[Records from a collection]
#####

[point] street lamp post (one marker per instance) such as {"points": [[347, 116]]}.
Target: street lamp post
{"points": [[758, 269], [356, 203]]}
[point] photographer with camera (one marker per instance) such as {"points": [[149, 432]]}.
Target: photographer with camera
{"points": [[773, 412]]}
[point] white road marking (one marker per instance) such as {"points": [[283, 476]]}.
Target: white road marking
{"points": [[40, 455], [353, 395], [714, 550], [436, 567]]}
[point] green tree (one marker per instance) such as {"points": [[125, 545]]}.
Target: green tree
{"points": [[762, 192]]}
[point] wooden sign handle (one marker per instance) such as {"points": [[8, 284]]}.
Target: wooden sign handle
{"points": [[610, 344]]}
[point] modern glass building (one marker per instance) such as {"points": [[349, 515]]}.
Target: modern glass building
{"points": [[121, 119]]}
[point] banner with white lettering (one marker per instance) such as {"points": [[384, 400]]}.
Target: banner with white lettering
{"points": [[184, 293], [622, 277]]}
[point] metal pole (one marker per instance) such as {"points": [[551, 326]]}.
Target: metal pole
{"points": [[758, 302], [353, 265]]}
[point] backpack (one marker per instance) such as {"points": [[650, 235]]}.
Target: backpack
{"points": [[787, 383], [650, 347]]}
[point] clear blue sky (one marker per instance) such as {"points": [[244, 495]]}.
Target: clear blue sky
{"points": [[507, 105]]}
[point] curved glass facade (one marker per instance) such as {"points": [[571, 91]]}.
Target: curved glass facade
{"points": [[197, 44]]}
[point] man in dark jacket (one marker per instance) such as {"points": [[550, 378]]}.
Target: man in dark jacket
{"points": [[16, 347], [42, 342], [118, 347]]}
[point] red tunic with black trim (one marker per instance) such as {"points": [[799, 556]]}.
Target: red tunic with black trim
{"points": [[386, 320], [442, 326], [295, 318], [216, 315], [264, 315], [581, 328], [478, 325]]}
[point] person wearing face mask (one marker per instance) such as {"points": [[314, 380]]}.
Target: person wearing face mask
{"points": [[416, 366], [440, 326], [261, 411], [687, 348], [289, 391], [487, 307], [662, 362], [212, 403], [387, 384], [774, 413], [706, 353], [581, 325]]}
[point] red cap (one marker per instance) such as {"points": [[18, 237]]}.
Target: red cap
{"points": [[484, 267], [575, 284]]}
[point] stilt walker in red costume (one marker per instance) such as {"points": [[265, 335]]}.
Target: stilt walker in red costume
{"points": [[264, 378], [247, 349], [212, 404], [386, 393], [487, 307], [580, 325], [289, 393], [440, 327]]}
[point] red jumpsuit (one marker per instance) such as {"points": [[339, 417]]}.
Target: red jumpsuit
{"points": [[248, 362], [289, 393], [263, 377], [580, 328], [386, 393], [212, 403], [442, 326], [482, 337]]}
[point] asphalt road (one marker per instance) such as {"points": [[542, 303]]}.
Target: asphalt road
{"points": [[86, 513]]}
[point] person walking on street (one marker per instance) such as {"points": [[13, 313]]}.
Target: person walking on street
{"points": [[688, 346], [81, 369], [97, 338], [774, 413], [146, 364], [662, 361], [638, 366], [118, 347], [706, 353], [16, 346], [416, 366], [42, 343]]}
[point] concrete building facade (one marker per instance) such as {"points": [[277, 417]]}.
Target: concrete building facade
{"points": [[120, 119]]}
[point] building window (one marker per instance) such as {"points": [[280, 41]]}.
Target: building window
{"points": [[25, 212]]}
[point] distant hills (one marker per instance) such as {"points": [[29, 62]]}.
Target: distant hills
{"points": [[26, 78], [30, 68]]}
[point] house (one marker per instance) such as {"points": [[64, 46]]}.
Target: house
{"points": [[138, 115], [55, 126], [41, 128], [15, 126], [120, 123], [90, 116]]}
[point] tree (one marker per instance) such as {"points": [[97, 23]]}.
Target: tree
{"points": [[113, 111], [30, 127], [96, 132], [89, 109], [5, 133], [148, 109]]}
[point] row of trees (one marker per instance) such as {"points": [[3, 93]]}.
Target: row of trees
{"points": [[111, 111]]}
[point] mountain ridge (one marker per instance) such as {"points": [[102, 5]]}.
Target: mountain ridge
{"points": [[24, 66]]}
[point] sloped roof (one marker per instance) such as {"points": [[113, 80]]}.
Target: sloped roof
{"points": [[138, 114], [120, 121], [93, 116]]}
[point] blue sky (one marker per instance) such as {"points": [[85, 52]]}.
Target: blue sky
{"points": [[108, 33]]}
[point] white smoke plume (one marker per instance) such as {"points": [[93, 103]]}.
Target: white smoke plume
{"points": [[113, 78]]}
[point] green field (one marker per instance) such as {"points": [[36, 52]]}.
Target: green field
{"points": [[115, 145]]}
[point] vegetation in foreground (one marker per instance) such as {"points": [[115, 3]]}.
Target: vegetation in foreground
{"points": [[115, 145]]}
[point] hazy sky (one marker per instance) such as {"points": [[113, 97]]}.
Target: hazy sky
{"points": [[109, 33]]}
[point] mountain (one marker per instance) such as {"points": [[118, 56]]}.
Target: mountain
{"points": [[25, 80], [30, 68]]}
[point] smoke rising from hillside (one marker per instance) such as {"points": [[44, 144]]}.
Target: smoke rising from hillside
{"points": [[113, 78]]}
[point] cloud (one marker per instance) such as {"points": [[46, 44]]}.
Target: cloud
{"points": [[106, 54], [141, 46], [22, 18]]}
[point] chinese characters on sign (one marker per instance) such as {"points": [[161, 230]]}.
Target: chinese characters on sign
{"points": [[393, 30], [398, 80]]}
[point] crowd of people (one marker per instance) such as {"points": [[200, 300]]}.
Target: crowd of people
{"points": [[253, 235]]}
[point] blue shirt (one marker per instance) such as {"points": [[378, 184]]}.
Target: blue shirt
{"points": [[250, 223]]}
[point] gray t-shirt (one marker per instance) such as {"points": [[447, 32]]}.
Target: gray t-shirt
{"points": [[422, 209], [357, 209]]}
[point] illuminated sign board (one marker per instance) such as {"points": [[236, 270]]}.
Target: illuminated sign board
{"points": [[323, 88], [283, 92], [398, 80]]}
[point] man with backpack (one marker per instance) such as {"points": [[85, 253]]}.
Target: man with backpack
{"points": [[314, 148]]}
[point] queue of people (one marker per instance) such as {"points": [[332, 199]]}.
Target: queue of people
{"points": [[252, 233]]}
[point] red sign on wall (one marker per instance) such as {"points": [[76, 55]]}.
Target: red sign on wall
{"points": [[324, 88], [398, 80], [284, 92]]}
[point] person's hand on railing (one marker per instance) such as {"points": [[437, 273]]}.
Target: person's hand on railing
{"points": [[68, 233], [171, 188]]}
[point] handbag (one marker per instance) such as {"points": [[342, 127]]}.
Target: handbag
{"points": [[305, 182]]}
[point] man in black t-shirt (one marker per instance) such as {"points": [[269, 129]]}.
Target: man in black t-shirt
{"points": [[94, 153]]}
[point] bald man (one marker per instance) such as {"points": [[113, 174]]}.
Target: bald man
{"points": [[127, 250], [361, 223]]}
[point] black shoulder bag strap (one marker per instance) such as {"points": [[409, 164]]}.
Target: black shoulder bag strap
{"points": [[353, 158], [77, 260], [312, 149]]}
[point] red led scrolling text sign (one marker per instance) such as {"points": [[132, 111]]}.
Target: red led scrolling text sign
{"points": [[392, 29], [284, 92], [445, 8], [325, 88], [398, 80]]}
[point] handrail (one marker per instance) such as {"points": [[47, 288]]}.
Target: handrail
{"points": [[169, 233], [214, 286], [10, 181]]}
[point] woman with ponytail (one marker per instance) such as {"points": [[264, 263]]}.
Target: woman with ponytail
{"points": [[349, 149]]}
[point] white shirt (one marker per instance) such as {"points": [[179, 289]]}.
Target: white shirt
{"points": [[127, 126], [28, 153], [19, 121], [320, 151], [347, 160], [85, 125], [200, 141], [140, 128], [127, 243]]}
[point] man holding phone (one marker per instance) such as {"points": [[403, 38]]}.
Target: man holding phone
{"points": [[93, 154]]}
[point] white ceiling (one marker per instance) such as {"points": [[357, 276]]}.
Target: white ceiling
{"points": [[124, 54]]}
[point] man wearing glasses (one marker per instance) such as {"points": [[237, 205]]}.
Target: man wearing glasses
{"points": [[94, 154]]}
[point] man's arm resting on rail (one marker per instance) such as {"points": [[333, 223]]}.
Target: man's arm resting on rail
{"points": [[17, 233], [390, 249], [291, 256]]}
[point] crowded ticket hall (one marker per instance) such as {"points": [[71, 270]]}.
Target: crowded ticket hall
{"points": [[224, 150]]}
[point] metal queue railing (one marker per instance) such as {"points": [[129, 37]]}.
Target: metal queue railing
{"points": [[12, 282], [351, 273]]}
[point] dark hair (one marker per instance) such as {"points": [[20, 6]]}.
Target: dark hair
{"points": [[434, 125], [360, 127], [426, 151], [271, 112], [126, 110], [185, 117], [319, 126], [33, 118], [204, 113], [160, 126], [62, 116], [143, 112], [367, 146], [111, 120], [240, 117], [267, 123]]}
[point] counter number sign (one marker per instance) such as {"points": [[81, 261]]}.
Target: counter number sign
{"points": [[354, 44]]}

#####

### Task statement:
Turn the lines of the listing into a numbered list, starting with the line that contains "[point] counter number" and going on through the end of the listing. Leave out any blank lines.

### Solution to the problem:
1. [point] counter number sign (one marker per instance) such as {"points": [[81, 261]]}.
2. Target: counter number sign
3. {"points": [[354, 44]]}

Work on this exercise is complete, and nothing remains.